- [GIVEN TASK]: Please put the part of the records below that opens with the line containing "Short-answer question: Specify the bounding box of the white" and runs through the final line into a Markdown table with the columns No. and Line, one numbered row per line and no rows for blank lines.

Start of MATERIAL TO PROCESS

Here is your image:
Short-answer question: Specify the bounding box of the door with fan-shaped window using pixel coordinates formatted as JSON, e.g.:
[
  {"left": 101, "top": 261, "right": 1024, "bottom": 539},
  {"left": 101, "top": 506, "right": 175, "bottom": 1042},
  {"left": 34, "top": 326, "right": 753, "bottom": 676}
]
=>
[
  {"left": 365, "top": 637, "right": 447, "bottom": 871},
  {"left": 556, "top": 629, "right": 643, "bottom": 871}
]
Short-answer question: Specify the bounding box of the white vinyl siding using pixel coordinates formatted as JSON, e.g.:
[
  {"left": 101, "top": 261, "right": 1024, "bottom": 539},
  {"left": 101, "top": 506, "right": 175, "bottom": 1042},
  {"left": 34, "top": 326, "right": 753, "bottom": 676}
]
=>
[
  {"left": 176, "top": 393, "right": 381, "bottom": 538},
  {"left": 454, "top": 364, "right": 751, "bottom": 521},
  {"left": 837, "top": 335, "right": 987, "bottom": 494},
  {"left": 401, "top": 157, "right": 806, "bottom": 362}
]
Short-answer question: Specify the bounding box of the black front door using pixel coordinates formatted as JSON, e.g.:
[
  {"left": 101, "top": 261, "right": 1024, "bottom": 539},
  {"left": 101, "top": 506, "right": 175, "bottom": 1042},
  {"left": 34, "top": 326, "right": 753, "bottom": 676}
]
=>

End of MATERIAL TO PROCESS

- [REPLY]:
| No. | Line |
|---|---|
| 1 | Short-answer question: Specify the bounding box of the white vinyl siding using pixel coordinates formatted as JSON, e.g.: |
| 2 | [ |
| 3 |   {"left": 101, "top": 261, "right": 1024, "bottom": 539}, |
| 4 |   {"left": 101, "top": 506, "right": 175, "bottom": 1042}, |
| 5 |   {"left": 34, "top": 326, "right": 753, "bottom": 676} |
| 6 | ] |
| 7 | => |
| 8 | [ |
| 9 |   {"left": 176, "top": 393, "right": 381, "bottom": 538}, |
| 10 |   {"left": 454, "top": 364, "right": 751, "bottom": 521}, |
| 11 |   {"left": 837, "top": 335, "right": 987, "bottom": 494}, |
| 12 |   {"left": 401, "top": 157, "right": 806, "bottom": 362} |
| 13 | ] |
| 14 | Short-answer question: Specify the bounding box of the black front door using pixel coordinates formatted as JSON, e.g.: |
| 15 | [ |
| 16 |   {"left": 101, "top": 261, "right": 1024, "bottom": 539}, |
| 17 |   {"left": 101, "top": 506, "right": 175, "bottom": 1042}, |
| 18 |   {"left": 34, "top": 326, "right": 753, "bottom": 676} |
| 19 | ] |
| 20 | => |